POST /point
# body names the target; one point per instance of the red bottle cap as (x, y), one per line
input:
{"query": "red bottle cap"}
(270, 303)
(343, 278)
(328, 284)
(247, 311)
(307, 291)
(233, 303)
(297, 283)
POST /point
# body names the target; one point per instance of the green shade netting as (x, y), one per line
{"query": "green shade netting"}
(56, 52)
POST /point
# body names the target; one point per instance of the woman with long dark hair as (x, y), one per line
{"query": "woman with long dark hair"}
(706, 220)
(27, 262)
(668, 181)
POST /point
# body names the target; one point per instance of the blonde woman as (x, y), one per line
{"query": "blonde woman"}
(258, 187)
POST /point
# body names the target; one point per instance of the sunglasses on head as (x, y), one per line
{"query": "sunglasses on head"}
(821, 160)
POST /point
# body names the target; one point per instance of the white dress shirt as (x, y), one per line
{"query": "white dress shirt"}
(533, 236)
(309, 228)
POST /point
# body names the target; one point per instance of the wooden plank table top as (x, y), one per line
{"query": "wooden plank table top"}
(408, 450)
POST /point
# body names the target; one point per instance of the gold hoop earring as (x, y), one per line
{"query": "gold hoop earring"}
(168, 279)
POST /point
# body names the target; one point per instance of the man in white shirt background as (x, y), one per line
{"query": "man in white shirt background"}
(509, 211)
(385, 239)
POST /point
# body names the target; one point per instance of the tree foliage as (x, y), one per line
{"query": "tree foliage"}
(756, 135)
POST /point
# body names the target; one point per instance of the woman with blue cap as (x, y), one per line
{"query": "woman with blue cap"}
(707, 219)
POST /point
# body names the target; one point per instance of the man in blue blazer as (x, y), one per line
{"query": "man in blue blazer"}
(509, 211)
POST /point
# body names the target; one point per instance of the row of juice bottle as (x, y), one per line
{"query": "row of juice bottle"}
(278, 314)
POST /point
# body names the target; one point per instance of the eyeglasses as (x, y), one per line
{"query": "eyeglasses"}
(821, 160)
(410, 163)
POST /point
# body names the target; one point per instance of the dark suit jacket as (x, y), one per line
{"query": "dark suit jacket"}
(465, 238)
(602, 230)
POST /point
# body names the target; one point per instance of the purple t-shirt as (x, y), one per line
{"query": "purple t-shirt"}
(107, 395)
• • • •
» WHAT TO DO:
No line may be skipped. Transcribe the listing above exactly.

» OUTPUT FOR THIS TASK:
POST /point
# body names the target; one point per instance of the red bottle cap as (x, y), one per line
input:
{"query": "red bottle cap"}
(270, 303)
(343, 278)
(328, 284)
(247, 311)
(307, 291)
(233, 303)
(297, 283)
POST /point
# body names the target; one point per instance of the green shade netting as (x, y), one per line
{"query": "green shade netting"}
(56, 52)
POST /point
# body names the target; one point per instance of the woman with long dark hair as (x, y), one per line
{"query": "woman with long dark hair"}
(706, 220)
(27, 262)
(668, 181)
POST /point
# body names the target; one point per instance of the blonde woman as (x, y), one per line
{"query": "blonde woman"}
(258, 187)
POST /point
# body names the target; one point per instance of the sunglasses on head as (x, y), one per line
{"query": "sunglasses on head"}
(821, 160)
POST /point
# body names the target; one point per instance of the white dress shirt as (x, y), one per line
{"query": "white dress shirt"}
(533, 236)
(309, 228)
POST /point
# body names the target; one point per instance of the wooden plank table top as (x, y), one per line
{"query": "wooden plank table top"}
(408, 450)
POST /point
# body names the target; one point per instance of the gold hoop earring as (x, y), one per line
{"query": "gold hoop earring"}
(168, 279)
POST /point
# body names the target; one point per instance of the man in white shirt background as (x, y), one per line
{"query": "man in white shirt background"}
(509, 211)
(385, 239)
POST /point
# body names the target; one point per instance of the tree foliage as (x, y), one per line
{"query": "tree foliage"}
(756, 135)
POST /point
# body names the target; one point per instance of the woman with blue cap as (x, y), one per line
{"query": "woman with blue cap"}
(707, 219)
POST /point
# body names the target; one point per instance of the man in blue blazer as (x, y), one per line
{"query": "man in blue blazer"}
(509, 211)
POST /point
# body names the target; one point per instance of the row of juice bottle as (x, y), one per line
{"query": "row of juice bottle"}
(278, 314)
POST /point
# body names the target; one point per instance of the eyeglasses as (x, y), one per line
{"query": "eyeglasses"}
(821, 160)
(410, 163)
POST /point
# body names the target; one point per instance of the dark suit jacket as (x, y), one per line
{"query": "dark suit jacket"}
(465, 238)
(602, 230)
POST /point
# body names the target; one point per instance of the purple t-shirt as (x, y), one per line
{"query": "purple t-shirt"}
(107, 395)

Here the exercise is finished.